Excerpt to read:
%%

The largest fine last year was when the Irish DPC slammed Instagram with a €405m fine for GDPR violations relating to children’s privacy.
European data regulators issued €1.64bn in GDPR fines last year, according to global law firm DLA Piper.
More than €1bn of the fines were issued by Ireland’s Data Protection Commission (DPC).
The firm published results of its annual GDPR and data breach survey for 2022 today (17 January). The survey looks at all the data regulation-related fines imposed in the 27 EU member states as well as the UK, Norway, Iceland and Liechtenstein.
Last year’s highest fine was imposed in November when the Irish DPC slammed Meta with a €405m fine for GDPR violations relating to children’s privacy on Instagram.
DLA Piper also found that 2022 was a record year for regulatory action with a 50pc year-on-year increase in the total fines issued across Europe.
The firm said that several of the largest fines imposed against Meta last year by the Irish DPC relate to Facebook and Instagram’s behavioural profiling of users and whether the lawful basis of “contract necessity” can be used to legitimise the mass harvesting of personal data.
“The Irish regulator issued fines amounting to more than €1bn euro throughout the year meaning the DPC is now top of the European table in terms of the total value of fines issued for GDPR violations,” said John Magee, partner at DLA Piper Ireland.

%%

Supplied material:
%%

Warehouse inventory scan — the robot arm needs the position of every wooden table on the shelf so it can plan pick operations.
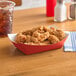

%%

To be done:
1/ Which countries does the article on GDPR fines say the survey covers besides the 27 EU member states?
2/ Return the passage of the article on GDPR fines from "Last year’s highest" to "of personal data.", copied word for word.

Exercise responses:
1/ The UK, Norway, Iceland and Liechtenstein

2/
Last year’s highest fine was imposed in November when the Irish DPC slammed Meta with a €405m fine for GDPR violations relating to children’s privacy on Instagram.
DLA Piper also found that 2022 was a record year for regulatory action with a 50pc year-on-year increase in the total fines issued across Europe.
The firm said that several of the largest fines imposed against Meta last year by the Irish DPC relate to Facebook and Instagram’s behavioural profiling of users and whether the lawful basis of “contract necessity” can be used to legitimise the mass harvesting of personal data.